» **Aim**
Output every row below unchanged, reproducing each line character for character.

Rows from a data source
────

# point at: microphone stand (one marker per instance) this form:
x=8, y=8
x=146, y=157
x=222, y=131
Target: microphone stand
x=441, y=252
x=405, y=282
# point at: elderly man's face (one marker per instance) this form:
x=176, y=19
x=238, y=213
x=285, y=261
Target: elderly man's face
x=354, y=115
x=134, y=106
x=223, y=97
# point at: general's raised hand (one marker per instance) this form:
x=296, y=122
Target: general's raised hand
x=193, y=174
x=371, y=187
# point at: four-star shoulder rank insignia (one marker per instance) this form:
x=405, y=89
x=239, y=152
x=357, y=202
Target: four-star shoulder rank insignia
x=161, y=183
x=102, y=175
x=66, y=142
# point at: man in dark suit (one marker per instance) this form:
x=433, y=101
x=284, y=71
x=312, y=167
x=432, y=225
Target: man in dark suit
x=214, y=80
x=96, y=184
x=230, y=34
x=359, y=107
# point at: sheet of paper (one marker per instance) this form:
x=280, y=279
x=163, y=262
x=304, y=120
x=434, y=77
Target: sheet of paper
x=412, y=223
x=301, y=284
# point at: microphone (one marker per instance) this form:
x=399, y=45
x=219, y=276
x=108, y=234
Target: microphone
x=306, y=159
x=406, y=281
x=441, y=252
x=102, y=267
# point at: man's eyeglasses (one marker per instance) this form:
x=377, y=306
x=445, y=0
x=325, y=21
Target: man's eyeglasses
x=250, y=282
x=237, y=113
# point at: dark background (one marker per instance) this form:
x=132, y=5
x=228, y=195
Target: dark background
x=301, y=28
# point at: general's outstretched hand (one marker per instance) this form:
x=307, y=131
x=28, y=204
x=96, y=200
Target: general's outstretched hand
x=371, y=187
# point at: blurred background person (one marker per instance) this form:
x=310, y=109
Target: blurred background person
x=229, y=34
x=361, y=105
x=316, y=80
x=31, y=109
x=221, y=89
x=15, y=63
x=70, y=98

────

» **Output**
# point at: microphone stand (one marker per instance) this form:
x=8, y=8
x=146, y=157
x=222, y=131
Target: microphone stand
x=441, y=252
x=405, y=282
# point at: elderly man's face (one marker per instance) this form:
x=176, y=19
x=238, y=213
x=285, y=261
Target: elderly man's face
x=354, y=115
x=134, y=106
x=223, y=97
# point at: general's raised hand (one marker per instance) this form:
x=296, y=122
Target: general's raised hand
x=193, y=174
x=371, y=187
# point at: four-star shoulder rank insignia (one marker per instance) this form:
x=405, y=89
x=239, y=152
x=357, y=202
Target: four-star shoulder rank insignia
x=161, y=183
x=102, y=175
x=66, y=142
# point at: man in dark suit (one marker per instance) this form:
x=433, y=101
x=284, y=71
x=312, y=167
x=432, y=225
Target: man in dark suit
x=214, y=80
x=96, y=184
x=230, y=34
x=359, y=107
# point at: sheet of paper (one marker per instance) this form:
x=280, y=279
x=163, y=262
x=304, y=120
x=434, y=77
Target: sheet of paper
x=412, y=223
x=301, y=284
# point at: microphone (one marker per instance) this form:
x=399, y=45
x=219, y=276
x=108, y=234
Target: microphone
x=306, y=159
x=406, y=281
x=441, y=252
x=102, y=267
# point at: man's eyeglasses (one marker per instance) this form:
x=377, y=306
x=445, y=0
x=325, y=21
Target: man's eyeglasses
x=250, y=282
x=237, y=113
# point at: dark background (one marker per instance) this form:
x=132, y=5
x=228, y=195
Target: dark background
x=301, y=28
# point at: general's outstretched hand (one marker per instance) this form:
x=307, y=131
x=28, y=204
x=96, y=200
Target: general's outstretched hand
x=371, y=187
# point at: blurred background person (one marker per instance) this form:
x=310, y=109
Target: blurred background person
x=229, y=34
x=361, y=105
x=316, y=80
x=31, y=109
x=221, y=89
x=15, y=63
x=70, y=98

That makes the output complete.